Work order
Restate the data word for word and leave the images out.

Stored dataset items
Start of Block
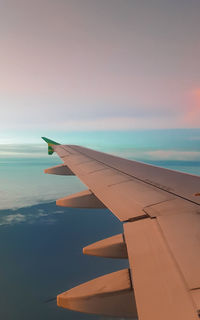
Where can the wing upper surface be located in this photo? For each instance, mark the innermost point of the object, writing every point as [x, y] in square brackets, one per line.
[161, 216]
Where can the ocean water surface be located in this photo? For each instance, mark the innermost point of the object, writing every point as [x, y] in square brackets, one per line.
[41, 244]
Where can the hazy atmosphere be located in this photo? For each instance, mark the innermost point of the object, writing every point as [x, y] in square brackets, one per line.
[98, 65]
[118, 76]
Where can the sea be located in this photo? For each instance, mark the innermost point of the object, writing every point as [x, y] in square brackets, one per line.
[40, 243]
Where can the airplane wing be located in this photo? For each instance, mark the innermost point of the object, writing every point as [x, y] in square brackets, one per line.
[160, 212]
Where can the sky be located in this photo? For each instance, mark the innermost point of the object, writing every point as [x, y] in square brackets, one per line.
[68, 65]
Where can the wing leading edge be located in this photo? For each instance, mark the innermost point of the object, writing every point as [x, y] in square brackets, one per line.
[161, 215]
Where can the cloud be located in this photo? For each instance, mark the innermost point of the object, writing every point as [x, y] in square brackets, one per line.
[12, 219]
[30, 218]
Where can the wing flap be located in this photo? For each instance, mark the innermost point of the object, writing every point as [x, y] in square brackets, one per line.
[110, 295]
[112, 247]
[160, 291]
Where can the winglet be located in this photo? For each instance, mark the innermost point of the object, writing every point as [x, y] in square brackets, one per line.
[50, 143]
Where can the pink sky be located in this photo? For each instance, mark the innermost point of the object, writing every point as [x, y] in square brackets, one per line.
[93, 64]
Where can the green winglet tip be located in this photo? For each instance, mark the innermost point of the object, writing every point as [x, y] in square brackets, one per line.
[50, 144]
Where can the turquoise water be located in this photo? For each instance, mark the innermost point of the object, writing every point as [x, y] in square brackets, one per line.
[41, 244]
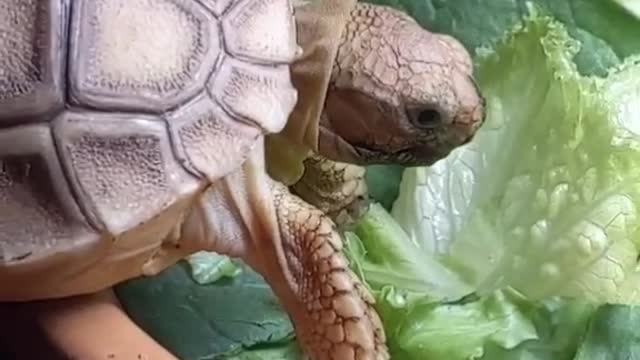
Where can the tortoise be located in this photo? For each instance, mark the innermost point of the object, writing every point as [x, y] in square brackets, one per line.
[132, 134]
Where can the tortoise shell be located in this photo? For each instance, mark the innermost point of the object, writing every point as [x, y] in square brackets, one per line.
[115, 115]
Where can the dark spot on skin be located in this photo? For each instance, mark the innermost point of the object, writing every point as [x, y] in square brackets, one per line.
[21, 257]
[429, 118]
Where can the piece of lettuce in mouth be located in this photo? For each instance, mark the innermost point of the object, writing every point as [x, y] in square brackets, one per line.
[542, 203]
[545, 198]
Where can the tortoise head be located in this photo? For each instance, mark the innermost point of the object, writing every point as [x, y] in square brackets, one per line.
[398, 93]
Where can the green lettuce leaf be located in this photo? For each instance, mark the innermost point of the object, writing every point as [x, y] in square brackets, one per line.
[418, 325]
[613, 334]
[208, 267]
[206, 322]
[545, 199]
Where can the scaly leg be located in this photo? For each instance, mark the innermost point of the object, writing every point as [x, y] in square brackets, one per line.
[339, 320]
[337, 189]
[297, 249]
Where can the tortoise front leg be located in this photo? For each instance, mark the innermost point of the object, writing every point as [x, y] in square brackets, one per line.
[338, 189]
[296, 248]
[334, 315]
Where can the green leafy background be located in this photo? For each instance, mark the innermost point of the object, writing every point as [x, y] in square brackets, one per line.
[237, 317]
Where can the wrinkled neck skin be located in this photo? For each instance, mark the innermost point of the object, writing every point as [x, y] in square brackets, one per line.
[387, 70]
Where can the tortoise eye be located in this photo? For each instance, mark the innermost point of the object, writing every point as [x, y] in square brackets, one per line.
[429, 118]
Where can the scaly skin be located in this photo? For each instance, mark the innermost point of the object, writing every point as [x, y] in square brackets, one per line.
[388, 70]
[338, 189]
[296, 248]
[339, 321]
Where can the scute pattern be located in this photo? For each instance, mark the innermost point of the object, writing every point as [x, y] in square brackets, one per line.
[141, 55]
[31, 33]
[217, 6]
[260, 94]
[208, 141]
[111, 118]
[38, 215]
[254, 29]
[122, 167]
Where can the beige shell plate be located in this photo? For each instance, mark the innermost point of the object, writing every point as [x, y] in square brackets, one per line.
[114, 114]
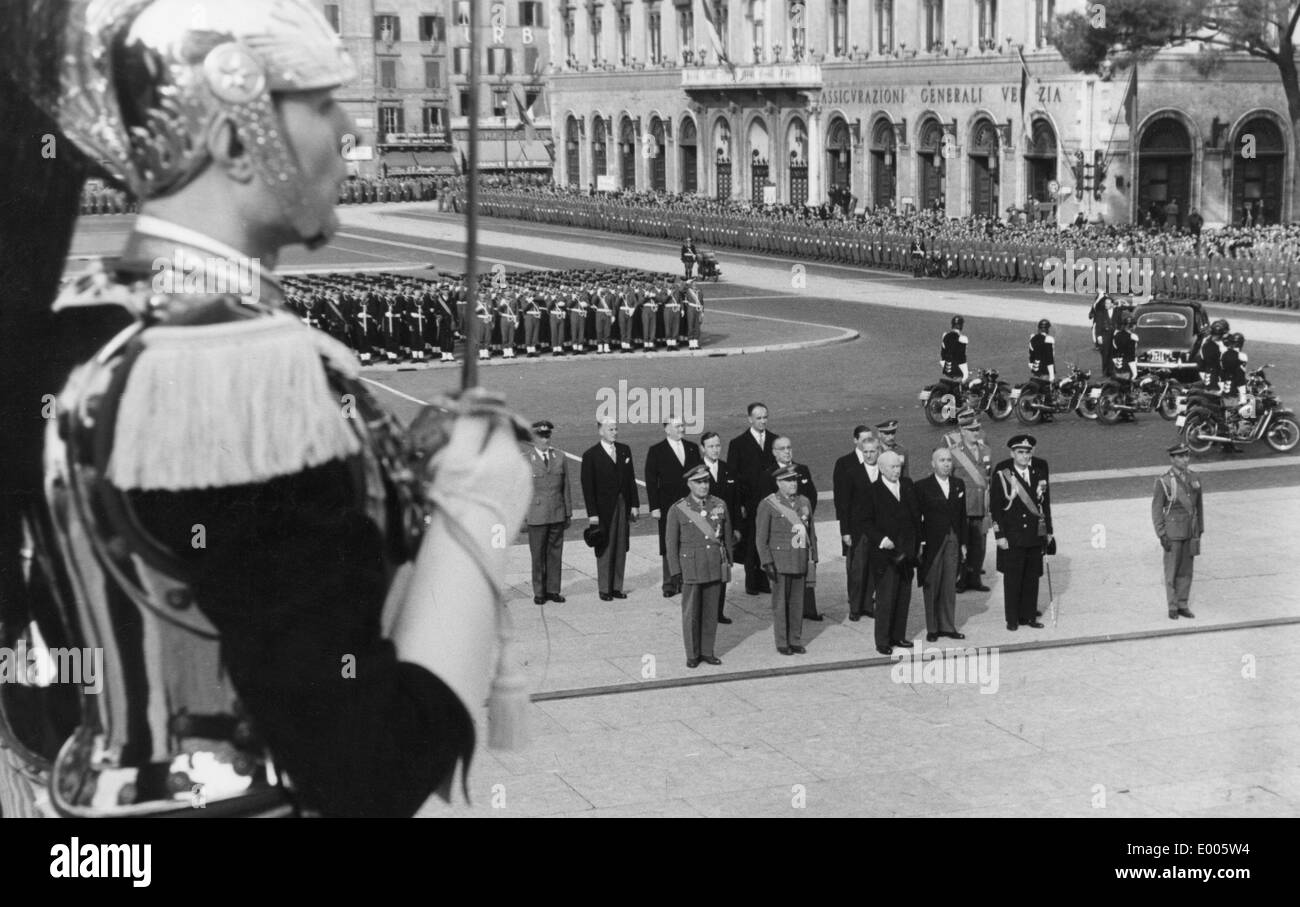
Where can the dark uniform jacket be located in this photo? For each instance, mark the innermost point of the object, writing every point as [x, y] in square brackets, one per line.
[696, 555]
End of Block
Exercise output
Where can the wing upper surface be located in this photo? For each instance, mark the innermost point of the object, writing every point as [x, y] in square brackets, one per line.
[161, 216]
Where can the ocean water surface be located in this photo? For each instance, mark the innermost point of the object, writing every point as [x, y] in square brackets, one per line.
[41, 244]
Where can the hazy atmosphere be located in this photo? For each instance, mark the innermost point of the object, writing every point as [x, y] in square brackets, one per line.
[98, 65]
[118, 76]
Where can the sea be located in this photo? For each instance, mark the innermost point of the object, writing every point as [x, y] in square brackets, one per line.
[40, 243]
Where can the airplane wing be located in this photo? For each instance, mark the innermost point of the object, writing every point as [x, y] in square brackets, one per line.
[160, 212]
Where can the sky be located in this photo? For each instance, mark the innermost point of the object, writing every point as [x, y] in square brackets, one per line.
[68, 65]
Where can the wing leading edge be located in this photo? For each instance, mark the innermost point of the object, writing every point as [x, y] in square brackets, one per line.
[161, 215]
Where can the cloud be located in this photo? For each instance, mark the innermost point of the object, writing every point as [x, y] in square brackets, one per line.
[12, 219]
[30, 218]
Where can the wing flap be located in this photo? For each instance, mark the innermost point of the object, writing every point as [x, y] in square brackets, one per line.
[110, 295]
[112, 247]
[160, 291]
Where can the winglet be located in this photo? For each instance, mark the innermost point of the object, writing every point as [x, y] in square brackets, one per line.
[50, 143]
Where can the pink sky be located in this photo? For each instance, mark the innermost point of the object, writing every point as [x, y] in square brackets, one per line.
[93, 64]
Where can the green winglet tip be located in this photo? For each instance, mark the innermost point of the object, writing every point as [x, y] in square brackets, one per line.
[50, 144]
Where can the turquoise water be located in this photo? For each instance, mark the innermost point of the object, writing every point as [x, y] in square brackets, one per line.
[41, 244]
Where can the tortoise be located in this photo? For each instance, mark the innermost point of the object, writing every point as [x, y] in square brackets, one per line.
[132, 134]
Where can the tortoise shell be located in this photo? For each instance, mark the innermost point of the object, writing every point as [x, y] in square brackets, one per line.
[115, 115]
Where can the dark spot on skin be located in this photo? For each instance, mark the innermost point of the object, writing every point as [x, y] in square brackets, one per line.
[21, 257]
[429, 118]
Where can the piece of lettuce in mouth be located in this photo? For each instance, mark the innermost point of the object, writing every point as [x, y] in square brackets, one per line.
[542, 203]
[545, 198]
Where can the tortoise head be located in this photo? For each instance, mark the innermost point of the object, writing every point as [x, y] in square brackets, one per line.
[398, 93]
Where can the green lettuce leaf be located in this photo? For each instance, mark the innermost point of the object, writing every point as [x, y] in square brackets, one per line.
[418, 325]
[613, 334]
[208, 267]
[206, 322]
[545, 199]
Where can the scaly leg be located in this photo? For each instance, mark the innermost point of the object, writing every point as [x, y] in square brackets, one per line.
[339, 320]
[337, 189]
[297, 249]
Where can the tortoise front leg be located in this photo? For each instance, mark the innermost point of the object, writing every point as [x, y] in square brackets, one per line.
[338, 189]
[296, 248]
[334, 315]
Where can the green leafy background be located in this photo? For each instance, mark the innermost point of the object, writing every point as [x, y] in square brackets, one per line.
[237, 317]
Where can the wrinkled neck skin be located in this photo? For each instance, mark the innermost point of the object, writing every point as [x, y] in square brackets, one per line.
[387, 70]
Where can the tortoise eye be located in this photo? For each instance, mark the innermost point of the object, writing every point as [x, y] in square brackets, one per line.
[429, 118]
Where can the scaly skin be located in this photo? For each instance, mark the innermost point of the object, writing every point as [x, y] in square brackets, one per line.
[388, 70]
[338, 189]
[296, 248]
[339, 321]
Where can the scute pattern be located in this photo? For each instance, mark the innermost point of the object, writing every point as [x, y] in square brackets, one per line.
[141, 55]
[31, 33]
[217, 6]
[260, 94]
[208, 141]
[111, 118]
[38, 215]
[254, 29]
[122, 167]
Where can the beige shell plate be located in this photo? For each instance, mark the innermost point of the object, writing every point as [x, y] in square brackets, one per line.
[114, 114]
Where can the dark uniform jacket be located in this photo? For each instance, mark the innermost point of the object, writing every point as [x, y] in square brackets, one per line.
[696, 555]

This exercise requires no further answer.